**Problem to solve:** Reproduce the records from the line with "Could you please outline every instance of the belt?" through the end of the records, substituting "For each instance" for "Per instance" and leaving all else unchanged.

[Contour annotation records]
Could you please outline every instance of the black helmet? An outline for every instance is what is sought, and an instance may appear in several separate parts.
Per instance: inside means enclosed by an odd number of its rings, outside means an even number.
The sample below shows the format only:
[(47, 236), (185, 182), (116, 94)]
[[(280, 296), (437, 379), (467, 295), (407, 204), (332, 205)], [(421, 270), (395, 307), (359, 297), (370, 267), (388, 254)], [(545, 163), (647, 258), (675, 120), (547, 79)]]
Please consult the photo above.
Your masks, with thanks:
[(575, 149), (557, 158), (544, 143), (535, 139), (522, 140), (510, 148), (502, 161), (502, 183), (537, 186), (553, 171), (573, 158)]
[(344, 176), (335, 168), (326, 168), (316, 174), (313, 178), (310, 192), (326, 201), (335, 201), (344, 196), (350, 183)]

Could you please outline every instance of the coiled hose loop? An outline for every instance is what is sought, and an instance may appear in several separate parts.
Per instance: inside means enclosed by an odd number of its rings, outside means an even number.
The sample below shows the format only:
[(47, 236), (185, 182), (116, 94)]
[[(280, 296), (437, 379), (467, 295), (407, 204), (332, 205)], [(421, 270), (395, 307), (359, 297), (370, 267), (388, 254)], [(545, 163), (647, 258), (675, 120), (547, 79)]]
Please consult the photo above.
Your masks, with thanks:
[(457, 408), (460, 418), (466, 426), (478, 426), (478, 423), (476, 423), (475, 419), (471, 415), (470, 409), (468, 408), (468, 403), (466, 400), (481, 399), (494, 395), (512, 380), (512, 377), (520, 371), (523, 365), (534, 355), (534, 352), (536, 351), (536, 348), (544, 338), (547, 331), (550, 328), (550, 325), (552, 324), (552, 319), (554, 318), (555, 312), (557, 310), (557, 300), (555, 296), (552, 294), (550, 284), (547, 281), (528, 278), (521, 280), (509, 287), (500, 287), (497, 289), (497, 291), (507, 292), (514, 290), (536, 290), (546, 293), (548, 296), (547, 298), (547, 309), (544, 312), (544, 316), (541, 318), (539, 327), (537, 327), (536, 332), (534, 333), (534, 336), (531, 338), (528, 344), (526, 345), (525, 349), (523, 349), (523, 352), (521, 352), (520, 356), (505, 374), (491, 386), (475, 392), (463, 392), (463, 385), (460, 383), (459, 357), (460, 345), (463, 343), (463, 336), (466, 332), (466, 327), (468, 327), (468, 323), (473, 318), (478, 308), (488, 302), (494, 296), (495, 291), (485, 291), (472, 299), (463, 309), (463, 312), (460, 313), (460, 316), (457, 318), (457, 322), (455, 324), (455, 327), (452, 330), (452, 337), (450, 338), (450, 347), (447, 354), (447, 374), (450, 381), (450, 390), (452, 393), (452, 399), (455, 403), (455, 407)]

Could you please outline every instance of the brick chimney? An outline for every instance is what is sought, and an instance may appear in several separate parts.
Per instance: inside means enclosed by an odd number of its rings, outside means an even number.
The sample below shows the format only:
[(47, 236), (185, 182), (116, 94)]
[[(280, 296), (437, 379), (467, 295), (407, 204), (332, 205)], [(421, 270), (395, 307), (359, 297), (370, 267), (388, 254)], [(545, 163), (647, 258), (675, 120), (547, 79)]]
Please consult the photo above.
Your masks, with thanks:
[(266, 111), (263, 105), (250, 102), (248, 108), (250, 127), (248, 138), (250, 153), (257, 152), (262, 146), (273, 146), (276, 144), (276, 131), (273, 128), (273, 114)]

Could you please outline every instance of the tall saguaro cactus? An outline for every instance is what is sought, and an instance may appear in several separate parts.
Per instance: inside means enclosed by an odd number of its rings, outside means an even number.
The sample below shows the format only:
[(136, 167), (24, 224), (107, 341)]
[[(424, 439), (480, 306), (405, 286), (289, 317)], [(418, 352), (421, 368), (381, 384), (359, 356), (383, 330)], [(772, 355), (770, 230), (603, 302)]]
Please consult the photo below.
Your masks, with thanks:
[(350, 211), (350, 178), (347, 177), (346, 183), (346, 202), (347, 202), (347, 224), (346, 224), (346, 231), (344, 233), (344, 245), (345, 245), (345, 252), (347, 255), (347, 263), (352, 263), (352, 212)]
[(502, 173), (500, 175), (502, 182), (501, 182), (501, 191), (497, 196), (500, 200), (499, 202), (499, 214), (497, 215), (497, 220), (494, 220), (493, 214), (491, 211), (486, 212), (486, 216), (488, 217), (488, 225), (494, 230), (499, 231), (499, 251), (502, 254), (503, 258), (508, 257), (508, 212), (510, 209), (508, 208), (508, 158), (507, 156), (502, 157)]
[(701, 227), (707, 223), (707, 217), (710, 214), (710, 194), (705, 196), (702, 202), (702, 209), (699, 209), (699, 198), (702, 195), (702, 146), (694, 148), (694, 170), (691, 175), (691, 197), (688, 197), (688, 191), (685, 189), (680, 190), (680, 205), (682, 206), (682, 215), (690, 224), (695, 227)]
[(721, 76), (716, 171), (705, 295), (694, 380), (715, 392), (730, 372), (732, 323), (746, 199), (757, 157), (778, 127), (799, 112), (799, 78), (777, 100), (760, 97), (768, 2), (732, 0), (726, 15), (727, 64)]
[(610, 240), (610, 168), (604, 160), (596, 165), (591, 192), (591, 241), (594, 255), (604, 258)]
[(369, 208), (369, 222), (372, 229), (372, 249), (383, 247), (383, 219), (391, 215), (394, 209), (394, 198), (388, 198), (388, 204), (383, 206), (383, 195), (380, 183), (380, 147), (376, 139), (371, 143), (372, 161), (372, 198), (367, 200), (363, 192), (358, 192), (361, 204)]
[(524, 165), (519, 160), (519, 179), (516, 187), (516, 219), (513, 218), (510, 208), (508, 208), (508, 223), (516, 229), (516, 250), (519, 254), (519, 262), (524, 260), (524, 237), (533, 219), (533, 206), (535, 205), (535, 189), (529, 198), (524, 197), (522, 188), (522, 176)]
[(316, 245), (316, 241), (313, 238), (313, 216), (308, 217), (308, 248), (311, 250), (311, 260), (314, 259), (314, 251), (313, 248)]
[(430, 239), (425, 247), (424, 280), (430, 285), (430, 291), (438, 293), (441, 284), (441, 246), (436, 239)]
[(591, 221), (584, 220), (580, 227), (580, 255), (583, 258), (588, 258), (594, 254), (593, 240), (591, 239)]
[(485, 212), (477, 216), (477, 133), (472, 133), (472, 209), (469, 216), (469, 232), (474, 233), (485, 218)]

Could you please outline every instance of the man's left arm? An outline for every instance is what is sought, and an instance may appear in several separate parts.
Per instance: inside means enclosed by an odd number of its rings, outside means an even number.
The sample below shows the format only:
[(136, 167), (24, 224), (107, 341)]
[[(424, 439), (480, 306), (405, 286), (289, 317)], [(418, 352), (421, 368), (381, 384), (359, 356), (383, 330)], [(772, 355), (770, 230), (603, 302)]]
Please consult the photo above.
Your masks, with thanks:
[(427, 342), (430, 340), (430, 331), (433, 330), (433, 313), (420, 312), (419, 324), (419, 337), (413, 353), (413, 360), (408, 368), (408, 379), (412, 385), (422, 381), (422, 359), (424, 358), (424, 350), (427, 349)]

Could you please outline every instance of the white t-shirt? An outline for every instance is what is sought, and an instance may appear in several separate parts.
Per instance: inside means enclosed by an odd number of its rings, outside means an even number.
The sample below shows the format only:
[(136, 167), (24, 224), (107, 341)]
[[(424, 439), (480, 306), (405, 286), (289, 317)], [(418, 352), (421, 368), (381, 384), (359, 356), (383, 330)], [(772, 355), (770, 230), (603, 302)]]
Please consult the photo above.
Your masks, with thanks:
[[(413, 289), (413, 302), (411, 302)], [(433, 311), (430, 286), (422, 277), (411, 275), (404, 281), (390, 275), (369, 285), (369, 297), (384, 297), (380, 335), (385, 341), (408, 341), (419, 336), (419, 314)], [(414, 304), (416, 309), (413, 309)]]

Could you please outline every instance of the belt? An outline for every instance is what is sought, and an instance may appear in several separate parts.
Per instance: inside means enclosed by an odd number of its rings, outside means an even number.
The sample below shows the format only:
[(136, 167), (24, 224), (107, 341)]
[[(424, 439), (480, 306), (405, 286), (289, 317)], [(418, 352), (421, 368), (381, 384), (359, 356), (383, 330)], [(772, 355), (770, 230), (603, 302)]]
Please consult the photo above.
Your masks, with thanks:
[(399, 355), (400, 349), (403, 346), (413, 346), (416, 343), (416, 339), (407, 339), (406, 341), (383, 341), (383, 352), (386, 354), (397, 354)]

**Solution:**
Could you please outline every instance of the belt? An outline for every instance is what is sought, and an instance may appear in several separate parts.
For each instance: inside means enclosed by an odd number of its rings, outside means an even number.
The sample below shows the format only:
[(136, 167), (24, 224), (107, 341)]
[[(424, 439), (480, 306), (405, 286), (289, 317)], [(418, 352), (421, 368), (381, 384), (359, 356), (383, 330)], [(772, 355), (770, 230), (603, 302)]]
Please consult the photo above.
Your masks, with thanks:
[(399, 355), (400, 349), (403, 346), (413, 346), (416, 343), (416, 339), (407, 339), (406, 341), (383, 341), (383, 352), (386, 354), (397, 354)]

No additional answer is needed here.